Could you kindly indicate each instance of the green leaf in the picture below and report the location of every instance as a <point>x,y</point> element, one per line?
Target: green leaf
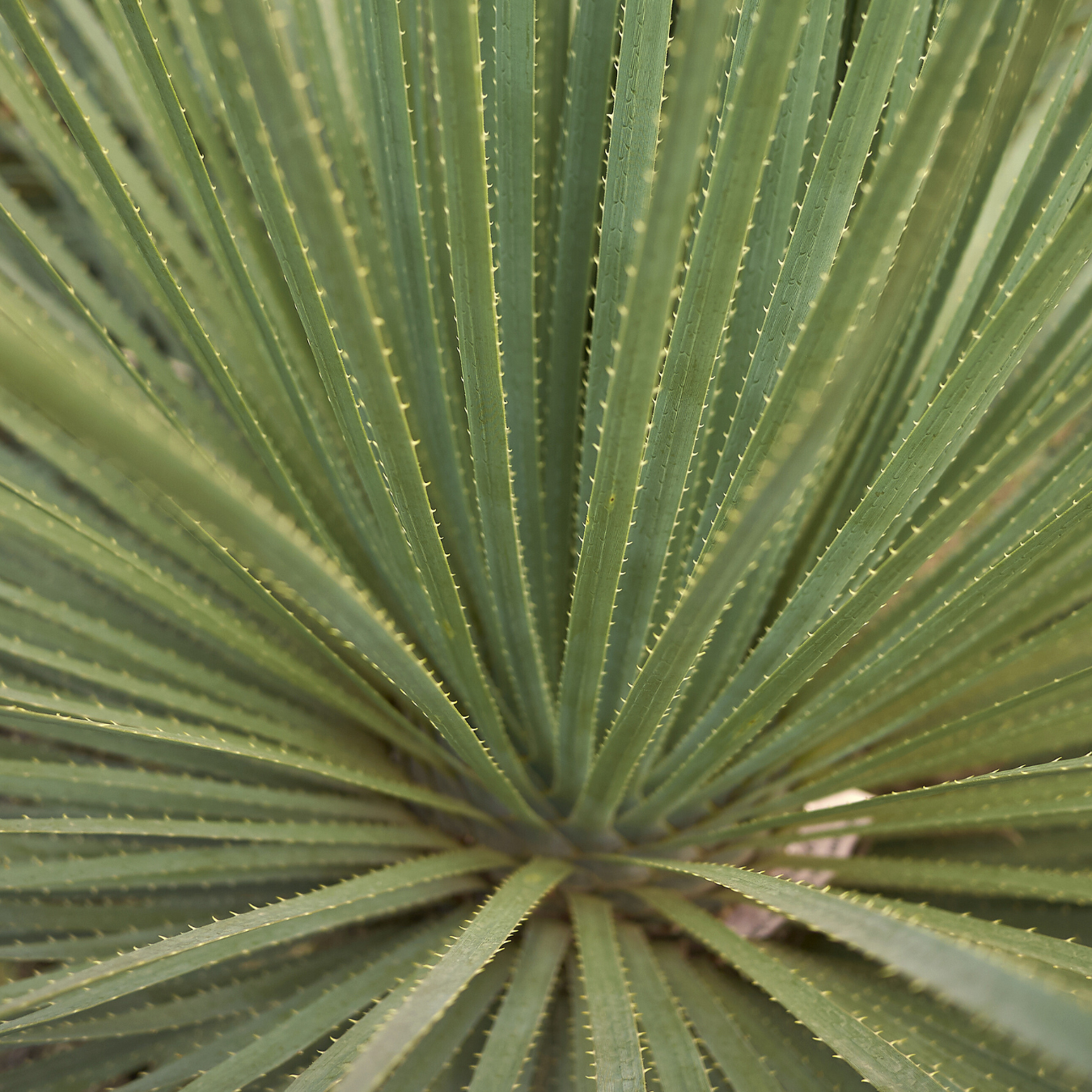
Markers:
<point>381,892</point>
<point>988,986</point>
<point>521,1014</point>
<point>476,945</point>
<point>605,998</point>
<point>674,1052</point>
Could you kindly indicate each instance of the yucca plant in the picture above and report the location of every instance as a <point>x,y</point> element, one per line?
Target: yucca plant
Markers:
<point>545,543</point>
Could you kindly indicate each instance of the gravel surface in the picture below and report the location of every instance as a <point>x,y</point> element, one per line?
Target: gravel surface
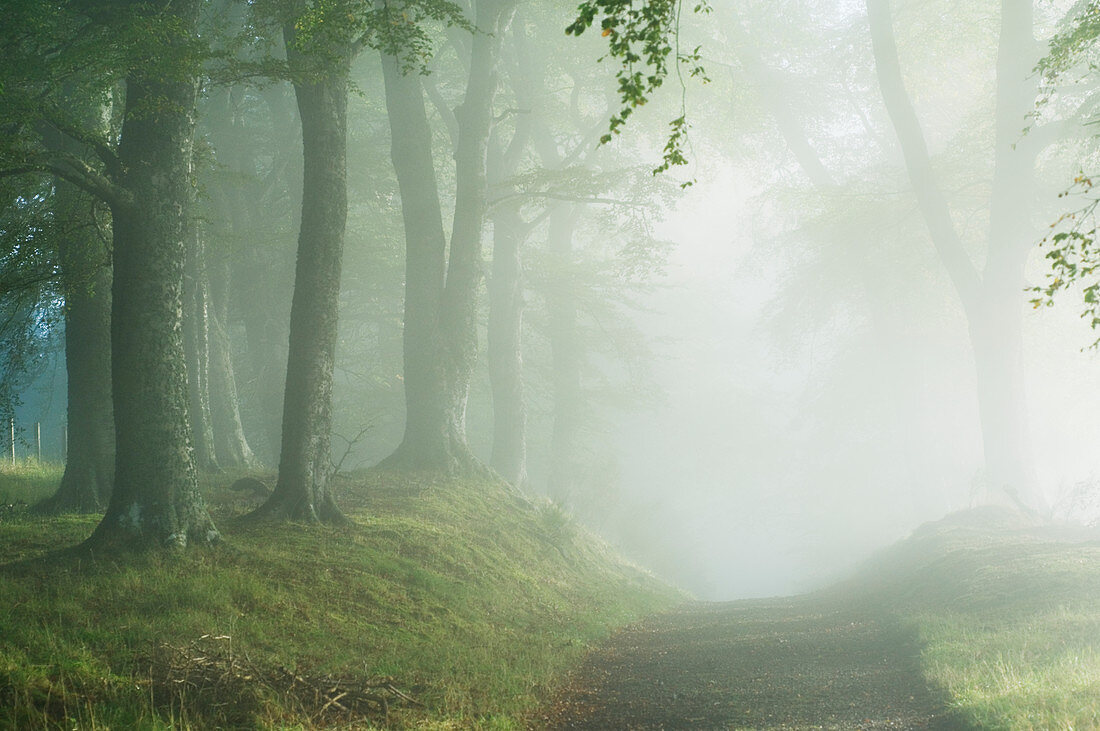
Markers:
<point>792,663</point>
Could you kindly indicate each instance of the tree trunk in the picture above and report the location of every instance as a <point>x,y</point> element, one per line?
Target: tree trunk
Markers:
<point>197,349</point>
<point>303,490</point>
<point>155,500</point>
<point>505,352</point>
<point>441,442</point>
<point>425,442</point>
<point>231,447</point>
<point>86,280</point>
<point>992,301</point>
<point>565,355</point>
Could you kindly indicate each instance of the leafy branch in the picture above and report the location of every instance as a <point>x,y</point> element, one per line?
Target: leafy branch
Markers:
<point>1074,256</point>
<point>642,37</point>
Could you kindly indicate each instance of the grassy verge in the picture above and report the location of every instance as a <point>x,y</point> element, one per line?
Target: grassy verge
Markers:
<point>446,605</point>
<point>1008,615</point>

——

The request:
Rewrite every row above with "Markers" changed to "Points" and nothing else altered. Leave the pictures out.

Response to this task:
Could you kindly indicate each instance of the green leaf in the picture below and report the location of every instance as a <point>x,y</point> element, one per line?
Target: green leaf
Points:
<point>381,892</point>
<point>988,986</point>
<point>521,1014</point>
<point>476,945</point>
<point>605,998</point>
<point>674,1052</point>
Could you kindly indicate each instance of the yucca plant in the picture above and report the location of every instance as a <point>x,y</point> element, one per line?
Target: yucca plant
Points:
<point>545,543</point>
Could you kindly indicate each instance of the gravel surface in the picture below and report the location of every instance as a <point>x,y</point> element, one per line?
Target: gravel surface
Points:
<point>792,663</point>
Could you kindly indicate each instance of the tree trunk in the picture above and report the location of every instance as a <point>x,y</point> element, one per line?
Target: tree trunk
Points:
<point>197,349</point>
<point>303,490</point>
<point>155,500</point>
<point>505,352</point>
<point>441,442</point>
<point>425,442</point>
<point>231,447</point>
<point>86,280</point>
<point>992,301</point>
<point>565,355</point>
Could you kindly indicate each instance of the leafy branch in the picture above and report the location of every instance as a <point>x,y</point> element, one per line?
Target: leafy branch
Points:
<point>1074,256</point>
<point>642,37</point>
Could you kindly indicate each instance of the grassy verge in the picture above and report the location of every instance as a <point>x,y</point> element, one per line?
Target: grassy verge
Points:
<point>446,605</point>
<point>1008,615</point>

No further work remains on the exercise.